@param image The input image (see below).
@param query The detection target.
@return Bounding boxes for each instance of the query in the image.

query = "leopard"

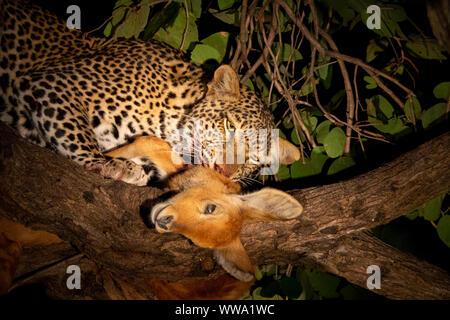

:::::

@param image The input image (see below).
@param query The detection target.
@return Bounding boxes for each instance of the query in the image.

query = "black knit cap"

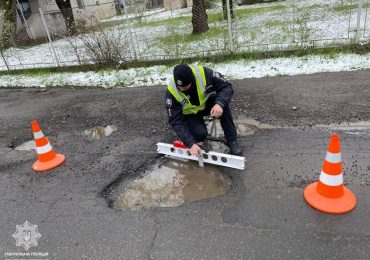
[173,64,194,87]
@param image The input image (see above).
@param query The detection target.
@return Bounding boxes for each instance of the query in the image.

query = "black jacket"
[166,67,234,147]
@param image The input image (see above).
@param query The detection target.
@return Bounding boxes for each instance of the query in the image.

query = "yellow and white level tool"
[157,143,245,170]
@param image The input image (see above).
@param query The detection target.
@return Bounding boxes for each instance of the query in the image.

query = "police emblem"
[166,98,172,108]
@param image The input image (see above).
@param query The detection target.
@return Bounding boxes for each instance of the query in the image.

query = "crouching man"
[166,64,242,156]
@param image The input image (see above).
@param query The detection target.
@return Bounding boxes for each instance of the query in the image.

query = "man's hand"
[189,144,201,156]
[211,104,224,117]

:::::

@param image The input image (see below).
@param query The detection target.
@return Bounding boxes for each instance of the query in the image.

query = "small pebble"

:::::

§ Aim of the task: Pick out each line in the items above that contains the word "black", and copy those lines.

§ Final result:
query = "black knit cap"
query = "black jacket"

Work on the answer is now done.